Please copy out all of the rows below without changing a single character.

# RECORDS FOR THE TASK start

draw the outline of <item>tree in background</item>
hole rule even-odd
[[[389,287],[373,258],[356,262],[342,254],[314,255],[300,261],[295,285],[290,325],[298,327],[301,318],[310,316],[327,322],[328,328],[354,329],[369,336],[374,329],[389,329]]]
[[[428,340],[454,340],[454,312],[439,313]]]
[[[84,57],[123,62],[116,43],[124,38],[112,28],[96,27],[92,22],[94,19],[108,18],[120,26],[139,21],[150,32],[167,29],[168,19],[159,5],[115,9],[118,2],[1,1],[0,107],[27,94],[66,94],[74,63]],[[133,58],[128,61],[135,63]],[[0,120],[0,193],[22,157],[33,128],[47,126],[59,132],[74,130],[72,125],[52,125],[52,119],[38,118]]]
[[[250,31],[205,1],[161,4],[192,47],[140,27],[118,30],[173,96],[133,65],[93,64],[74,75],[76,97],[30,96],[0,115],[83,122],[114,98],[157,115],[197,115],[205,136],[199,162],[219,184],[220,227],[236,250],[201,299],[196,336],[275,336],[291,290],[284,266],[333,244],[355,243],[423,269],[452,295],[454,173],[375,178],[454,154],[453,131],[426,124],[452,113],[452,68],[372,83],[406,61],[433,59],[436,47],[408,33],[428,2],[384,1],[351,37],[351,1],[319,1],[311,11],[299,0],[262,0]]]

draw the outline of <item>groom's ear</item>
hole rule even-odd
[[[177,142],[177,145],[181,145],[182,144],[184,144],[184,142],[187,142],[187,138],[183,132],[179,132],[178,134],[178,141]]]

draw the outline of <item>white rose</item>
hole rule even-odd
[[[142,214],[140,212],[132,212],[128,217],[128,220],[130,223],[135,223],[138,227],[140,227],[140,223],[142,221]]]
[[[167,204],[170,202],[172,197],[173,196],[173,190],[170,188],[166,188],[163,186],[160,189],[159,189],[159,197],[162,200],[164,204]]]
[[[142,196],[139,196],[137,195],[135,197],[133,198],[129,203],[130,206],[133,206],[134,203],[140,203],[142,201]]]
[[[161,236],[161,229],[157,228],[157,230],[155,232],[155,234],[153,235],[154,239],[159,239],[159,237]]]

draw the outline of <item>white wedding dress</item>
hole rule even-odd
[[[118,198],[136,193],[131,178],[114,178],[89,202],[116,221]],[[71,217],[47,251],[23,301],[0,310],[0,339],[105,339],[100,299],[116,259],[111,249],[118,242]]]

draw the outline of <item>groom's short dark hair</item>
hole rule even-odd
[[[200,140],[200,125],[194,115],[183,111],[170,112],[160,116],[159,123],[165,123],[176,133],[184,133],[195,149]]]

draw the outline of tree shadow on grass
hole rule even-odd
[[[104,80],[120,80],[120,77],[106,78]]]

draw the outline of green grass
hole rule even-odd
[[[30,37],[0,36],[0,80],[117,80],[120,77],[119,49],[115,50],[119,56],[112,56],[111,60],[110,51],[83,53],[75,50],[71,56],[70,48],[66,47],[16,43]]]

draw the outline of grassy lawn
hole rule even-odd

# RECORDS FOR THE TASK end

### RESULT BELOW
draw the outline of <item>tree in background</item>
hole rule even-odd
[[[389,287],[373,258],[356,262],[342,254],[314,255],[300,261],[295,285],[290,325],[298,327],[301,318],[310,316],[327,322],[328,328],[354,329],[369,336],[374,329],[389,329]]]
[[[428,340],[454,340],[454,312],[439,313]]]
[[[84,57],[123,62],[116,43],[124,38],[112,28],[96,27],[92,22],[94,19],[108,18],[120,26],[139,21],[150,32],[167,29],[168,19],[159,5],[115,9],[118,2],[1,1],[0,107],[27,94],[66,94],[74,63]],[[133,58],[128,61],[135,63]],[[0,120],[0,193],[22,157],[33,128],[47,126],[59,132],[74,130],[72,125],[52,125],[52,119],[38,118]]]
[[[250,31],[205,1],[161,4],[192,47],[140,27],[118,30],[173,96],[133,65],[93,64],[74,75],[76,97],[30,96],[0,115],[83,122],[114,98],[157,115],[197,115],[205,136],[199,162],[219,184],[220,227],[236,250],[201,299],[196,336],[275,336],[291,290],[284,266],[333,244],[355,243],[423,269],[452,295],[454,173],[375,178],[454,154],[453,131],[426,124],[452,113],[452,68],[372,83],[406,61],[433,59],[436,47],[408,33],[428,2],[384,1],[351,37],[351,1],[319,1],[311,11],[299,0],[262,0]]]

draw the outline of <item>groom's ear</item>
hole rule even-odd
[[[177,142],[177,145],[181,145],[182,144],[184,144],[184,142],[187,142],[187,138],[183,132],[179,132],[178,134],[178,141]]]

draw the outline of <item>white rose</item>
hole rule even-odd
[[[142,214],[140,212],[132,212],[128,217],[128,220],[130,223],[135,223],[138,227],[140,227],[140,223],[142,221]]]
[[[167,204],[170,202],[172,197],[173,196],[173,190],[170,188],[166,188],[163,186],[160,189],[159,189],[159,197],[162,200],[164,204]]]
[[[142,196],[139,196],[137,195],[135,197],[133,198],[129,203],[130,206],[133,206],[134,203],[140,203],[142,201]]]
[[[161,236],[161,229],[157,228],[157,230],[155,232],[155,234],[153,235],[154,239],[159,239],[159,237]]]

draw the outline of <item>white wedding dress</item>
hole rule even-odd
[[[118,198],[136,193],[131,178],[114,178],[89,202],[116,221]],[[71,217],[47,251],[23,301],[0,310],[0,339],[105,339],[100,299],[116,259],[111,249],[118,242]]]

draw the outline of <item>groom's short dark hair</item>
hole rule even-odd
[[[200,140],[200,125],[194,115],[183,111],[170,112],[160,116],[159,123],[165,123],[176,133],[184,133],[195,149]]]

draw the outline of tree shadow on grass
hole rule even-odd
[[[104,80],[120,80],[120,77],[106,78]]]

draw the outline of green grass
hole rule even-odd
[[[30,37],[0,36],[0,80],[117,80],[120,77],[119,49],[115,50],[119,56],[112,56],[111,60],[110,51],[83,53],[75,50],[71,56],[70,48],[66,47],[16,43]]]

draw the outline of grassy lawn
hole rule even-odd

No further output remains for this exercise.